The entries that follow need to be returned without any alteration.

Provided data:
·····

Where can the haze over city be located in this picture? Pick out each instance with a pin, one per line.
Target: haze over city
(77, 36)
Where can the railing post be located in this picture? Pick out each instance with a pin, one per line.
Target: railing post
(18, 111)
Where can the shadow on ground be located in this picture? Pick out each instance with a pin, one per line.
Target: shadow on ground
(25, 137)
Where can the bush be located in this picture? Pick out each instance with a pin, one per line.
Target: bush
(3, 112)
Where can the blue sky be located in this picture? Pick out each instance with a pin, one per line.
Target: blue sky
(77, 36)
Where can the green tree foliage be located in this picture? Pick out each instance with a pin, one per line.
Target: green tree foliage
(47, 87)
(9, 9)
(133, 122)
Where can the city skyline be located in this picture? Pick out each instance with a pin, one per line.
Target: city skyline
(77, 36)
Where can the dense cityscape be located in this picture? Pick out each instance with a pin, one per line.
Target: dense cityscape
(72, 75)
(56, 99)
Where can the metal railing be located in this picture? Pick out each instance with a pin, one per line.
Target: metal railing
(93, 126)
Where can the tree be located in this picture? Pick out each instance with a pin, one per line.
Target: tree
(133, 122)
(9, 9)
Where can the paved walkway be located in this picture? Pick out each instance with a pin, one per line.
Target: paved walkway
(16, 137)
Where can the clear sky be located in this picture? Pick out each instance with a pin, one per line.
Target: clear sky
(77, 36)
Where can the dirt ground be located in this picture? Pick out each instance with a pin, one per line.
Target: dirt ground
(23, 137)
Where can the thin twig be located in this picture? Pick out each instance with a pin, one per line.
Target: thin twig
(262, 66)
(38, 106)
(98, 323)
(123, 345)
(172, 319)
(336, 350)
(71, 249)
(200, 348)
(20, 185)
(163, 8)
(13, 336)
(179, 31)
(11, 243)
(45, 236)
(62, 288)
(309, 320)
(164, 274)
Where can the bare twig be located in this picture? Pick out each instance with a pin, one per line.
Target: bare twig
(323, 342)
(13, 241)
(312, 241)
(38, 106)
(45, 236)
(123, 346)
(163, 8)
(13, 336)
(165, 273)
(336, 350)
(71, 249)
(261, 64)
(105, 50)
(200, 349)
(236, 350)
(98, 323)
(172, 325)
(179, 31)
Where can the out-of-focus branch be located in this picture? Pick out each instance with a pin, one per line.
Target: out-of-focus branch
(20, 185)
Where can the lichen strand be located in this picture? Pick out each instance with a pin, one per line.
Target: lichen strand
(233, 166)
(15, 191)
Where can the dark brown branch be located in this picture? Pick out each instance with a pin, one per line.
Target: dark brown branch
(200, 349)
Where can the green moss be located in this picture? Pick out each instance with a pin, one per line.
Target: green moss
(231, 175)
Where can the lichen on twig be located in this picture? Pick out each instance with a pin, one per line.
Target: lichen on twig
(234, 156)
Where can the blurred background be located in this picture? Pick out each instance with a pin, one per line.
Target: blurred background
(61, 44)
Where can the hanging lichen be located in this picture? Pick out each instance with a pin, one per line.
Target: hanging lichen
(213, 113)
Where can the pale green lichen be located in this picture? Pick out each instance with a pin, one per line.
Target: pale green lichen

·····

Finished task:
Where can the haze over city be located in this picture? Pick out each instance with a pin, one per line.
Target: haze over city
(77, 36)
Where can the railing post be located in this picture? Pick out each instance with a pin, one per line.
Target: railing post
(18, 111)
Where can the shadow on ground be located in this picture? Pick out each instance with a pin, one per line.
Target: shadow on ground
(25, 137)
Where can the bush be located in this picture? Pick out each instance with a pin, one per line.
Target: bush
(3, 112)
Where can the blue sky be located in this picture? Pick out each instance with a pin, one per line.
Target: blue sky
(77, 36)
Where can the green tree foliage be located in this picture? Pick out each instance with a pin, one per line.
Target: green tree foliage
(47, 87)
(9, 9)
(133, 122)
Where can the city skyline be located in this picture? Pick out each instance with a pin, one per line.
Target: city skyline
(77, 36)
Where can the dense cityscape be located in this picture? Pick out each instance with a pin, one per line.
Target: dense cityscape
(72, 75)
(56, 99)
Where can the metal railing be located in this picture? Pick out each instance with a pin, one per line.
Target: metal railing
(93, 126)
Where can the tree be located in this picture? Pick out each instance with a pin, one per line.
Target: tree
(133, 122)
(9, 9)
Where can the paved walkway be located in this picture? Pick out each instance with a pin, one per line.
Target: paved walkway
(16, 137)
Where can the clear sky be located in this picture? Pick out each instance with a pin, one per line.
Target: clear sky
(77, 36)
Where can the dirt ground be located in this picture? Pick out each instance with a pin, one per line.
Target: dirt ground
(23, 137)
Where can the thin twig be located in this picture? Pick out each instance with a pin, one per line.
Target: thin twig
(262, 66)
(38, 106)
(98, 323)
(123, 345)
(172, 319)
(336, 350)
(71, 249)
(200, 348)
(20, 185)
(163, 8)
(13, 336)
(179, 31)
(11, 243)
(45, 236)
(62, 288)
(309, 320)
(164, 274)
Where can the bare twig be located in this picture? Pick out each instance with a pin, one per line.
Target: bare twig
(323, 342)
(13, 241)
(312, 241)
(38, 106)
(45, 236)
(123, 346)
(163, 8)
(13, 336)
(165, 273)
(336, 350)
(71, 249)
(261, 64)
(105, 50)
(200, 349)
(236, 350)
(98, 323)
(172, 325)
(179, 31)
Where can the out-of-focus branch be located in this picture? Pick out each instance with a pin, one per line.
Target: out-of-focus branch
(20, 185)
Where can the lichen strand be located in this picture? Pick out each instance with a pin, one per line.
Target: lichen strand
(233, 166)
(15, 191)
Where can the dark brown branch be located in this picture? Pick out each instance with a pin, one per line.
Target: dark brown branch
(200, 349)
Where can the green moss be located in this picture? Pick out each instance with a pin, one per line.
Target: green moss
(231, 175)
Where can the lichen on twig be located in this picture? Pick out each instance with a pin, one per line.
Target: lichen on twig
(234, 156)
Where can the blurred background be located in this picture? Pick out each instance with a pin, one per line.
Target: blurred background
(61, 44)
Where can the hanging lichen be located in this picture? Pick out each instance with a pin, one per line.
Target: hanging lichen
(213, 113)
Where can the pale green lichen be located in this picture? Pick out each instance with a pin, one per line.
Target: pale green lichen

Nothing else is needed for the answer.